• Text to read:
------------

[slurm-users] scontrol reboot does not allow new jobs to be scheduled if nextstate=RESUME is set

Wed Oct 25 11:39:04 UTC 2023

Hi Chris,

thanks a lot for your response.

I just realized that I made a mistake in my post. In the section you 
cite, the command is supposed to be "scontrol reboot nextstate=RESUME" 
(without ASAP).

So to clarify: my problem is that if I type "scontrol reboot 
nextstate=RESUME" no new jobs get scheduled anymore until the reboot. On 
the other hand, if I type "scontrol reboot", jobs continue to get 
scheduled, which is what I want. I just don't understand, why setting 
nextstate results in the nodes not accepting jobs anymore.

My usecase is similar to the one you describe. We use the ASAP option 
when we install a new image to ensure that from the point of the 
reinstallation onwards, all jobs end up on nodes with the new 
configuration only. However, in some cases when we do only minor changes 
to the image configuration, we prefer to cause as little disruption as 
possible and just reinstall the nodes whenever they are idle. Here, 
being able to set nextstate=RESUME is useful, since we usually want the 
nodes to resume after reinstallation, no matter what their previous 
state was.

Hope that clears it up and sorry for the confusion!

Best,

tim

On 25.10.23 02:10, Christopher Samuel wrote:
> On 10/24/23 12:39, Tim Schneider wrote:
>
>> Now my issue is that when I run "scontrol reboot ASAP nextstate=RESUME
>> <node>", the node goes in "mix@" state (not drain), but no new jobs get
>> scheduled until the node reboots. Essentially I get draining behavior,
>> even though the node's state is not "drain". Note that this behavior is
>> caused by "nextstate=RESUME"; if I leave that away, jobs get scheduled
>> as expected. Does anyone have an idea why that could be?

------------

• Task list:
1 - Write out the part of the Slurm reboot thread starting with "(without ASAP)." and going on through "accepting jobs anymore.".
2 - Extend the Slurm reboot thread, picking up right after its last line.

------------

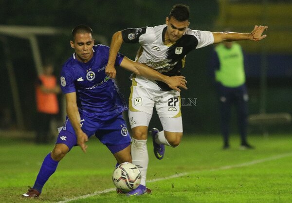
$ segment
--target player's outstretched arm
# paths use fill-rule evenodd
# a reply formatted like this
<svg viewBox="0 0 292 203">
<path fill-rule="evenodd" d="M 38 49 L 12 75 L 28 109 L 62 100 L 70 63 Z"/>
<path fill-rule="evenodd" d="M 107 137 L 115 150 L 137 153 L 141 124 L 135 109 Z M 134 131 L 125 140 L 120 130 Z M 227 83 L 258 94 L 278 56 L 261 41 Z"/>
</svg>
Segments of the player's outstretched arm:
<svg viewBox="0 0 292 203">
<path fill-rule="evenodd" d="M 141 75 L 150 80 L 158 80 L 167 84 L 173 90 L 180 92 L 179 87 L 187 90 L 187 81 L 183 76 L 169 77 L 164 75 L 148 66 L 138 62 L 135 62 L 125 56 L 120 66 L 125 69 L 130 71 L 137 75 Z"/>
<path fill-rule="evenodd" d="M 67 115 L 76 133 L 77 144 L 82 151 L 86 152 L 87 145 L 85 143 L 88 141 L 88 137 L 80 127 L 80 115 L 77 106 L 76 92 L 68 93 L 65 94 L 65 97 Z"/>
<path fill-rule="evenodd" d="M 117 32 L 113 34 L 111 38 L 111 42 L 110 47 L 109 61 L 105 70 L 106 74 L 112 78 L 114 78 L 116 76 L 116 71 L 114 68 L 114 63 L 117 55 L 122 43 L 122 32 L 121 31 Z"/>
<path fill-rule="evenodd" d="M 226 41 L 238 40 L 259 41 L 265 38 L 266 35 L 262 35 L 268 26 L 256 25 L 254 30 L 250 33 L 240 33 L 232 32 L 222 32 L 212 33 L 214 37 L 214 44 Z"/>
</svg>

------------

• Task responses:
1 -
(without ASAP).

So to clarify: my problem is that if I type "scontrol reboot 
nextstate=RESUME" no new jobs get scheduled anymore until the reboot. On 
the other hand, if I type "scontrol reboot", jobs continue to get 
scheduled, which is what I want. I just don't understand, why setting 
nextstate results in the nodes not accepting jobs anymore.

2 -
> The intent of the "ASAP` flag for "scontrol reboot" is to not let any
> more jobs onto a node until it has rebooted.
>
> IIRC that was from work we sponsored, the idea being that (for how our
> nodes are managed) we would build new images with the latest software
> stack, test them on a separate test system and then once happy bring
> them over to the production system and do an "scontrol reboot ASAP
> nextstate=resume reason=... $NODES" to ensure that from that point
> onwards no new jobs would start in the old software configuration, only
> the new one.
>
> Also slurmctld would know that these nodes are due to come back in
> "ResumeTimeout" seconds after the reboot is issued and so could plan for
> them as part of scheduling large jobs, rather than thinking there was no
> way it could do so and letting lots of smaller jobs get in the way.
>
> Hope that helps!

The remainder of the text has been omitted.